◆ YOUR GOAL
Quote exactly, and only, the lines of the material below from the line with "Can you see the bare" through the line with "Can you see the clump".

◆ RECORDED INFORMATION
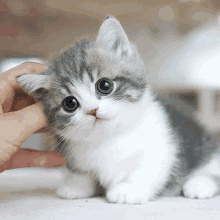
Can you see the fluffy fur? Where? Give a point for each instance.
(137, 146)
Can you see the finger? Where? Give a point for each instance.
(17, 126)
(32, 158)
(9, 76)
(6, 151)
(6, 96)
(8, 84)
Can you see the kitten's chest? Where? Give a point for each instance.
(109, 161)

--

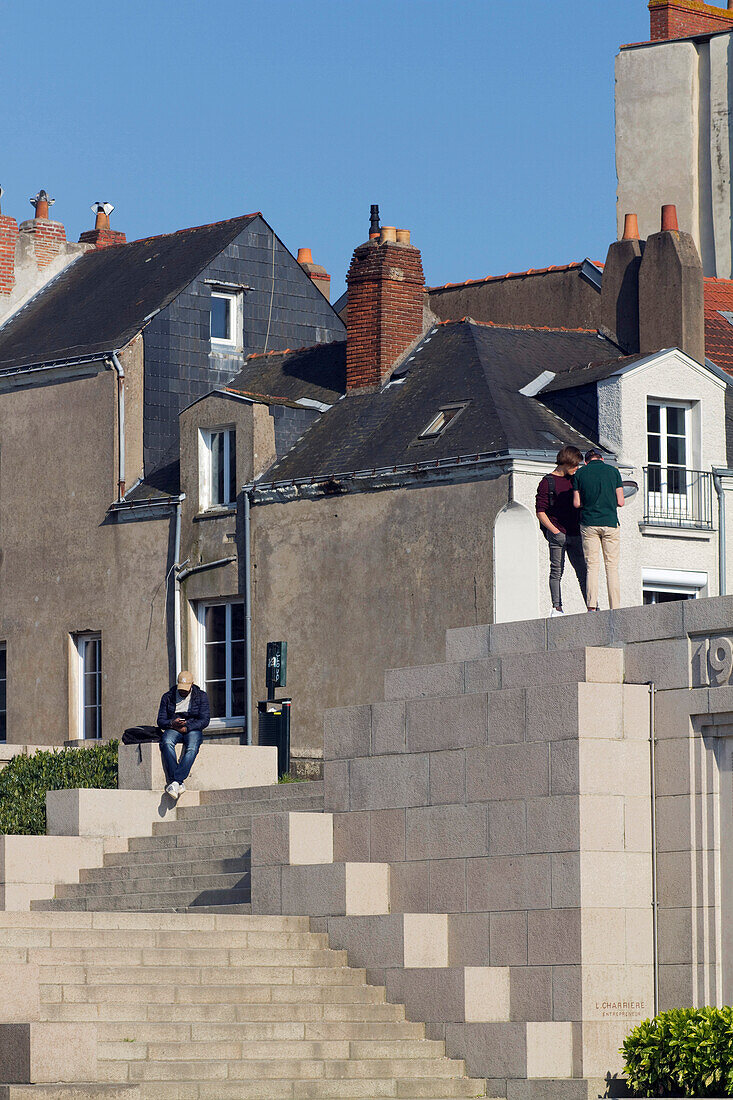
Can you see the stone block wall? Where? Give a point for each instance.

---

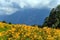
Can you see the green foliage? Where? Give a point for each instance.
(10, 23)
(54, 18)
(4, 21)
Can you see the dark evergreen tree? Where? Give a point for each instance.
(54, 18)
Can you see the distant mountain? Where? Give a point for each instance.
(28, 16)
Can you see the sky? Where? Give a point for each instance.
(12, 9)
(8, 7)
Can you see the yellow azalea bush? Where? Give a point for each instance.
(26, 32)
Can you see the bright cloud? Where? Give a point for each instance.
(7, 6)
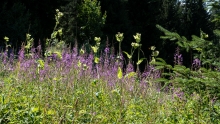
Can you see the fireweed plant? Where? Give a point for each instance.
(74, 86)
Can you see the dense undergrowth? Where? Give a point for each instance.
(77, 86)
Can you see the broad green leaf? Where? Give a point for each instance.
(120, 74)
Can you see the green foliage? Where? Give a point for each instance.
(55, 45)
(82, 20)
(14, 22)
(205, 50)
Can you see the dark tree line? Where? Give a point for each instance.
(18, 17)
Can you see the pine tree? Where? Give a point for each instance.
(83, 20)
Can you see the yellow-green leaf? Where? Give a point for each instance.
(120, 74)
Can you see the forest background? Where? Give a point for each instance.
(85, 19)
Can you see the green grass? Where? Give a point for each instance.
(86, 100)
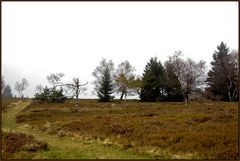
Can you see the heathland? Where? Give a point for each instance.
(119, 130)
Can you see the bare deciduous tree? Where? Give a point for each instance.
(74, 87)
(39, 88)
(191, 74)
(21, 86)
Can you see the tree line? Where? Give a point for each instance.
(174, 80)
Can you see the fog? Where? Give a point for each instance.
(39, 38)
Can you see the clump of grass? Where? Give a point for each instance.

◆ OUTPUT
Can you see the bare deciduous tree? Where? Give a point for each instance.
(74, 87)
(39, 88)
(191, 74)
(21, 86)
Can you see the tree line? Where? Give a point for each instance.
(174, 80)
Can you see the fog? Where? Give a point for each instance.
(39, 38)
Can you see the clump of grass? Where? Give a point for each instance.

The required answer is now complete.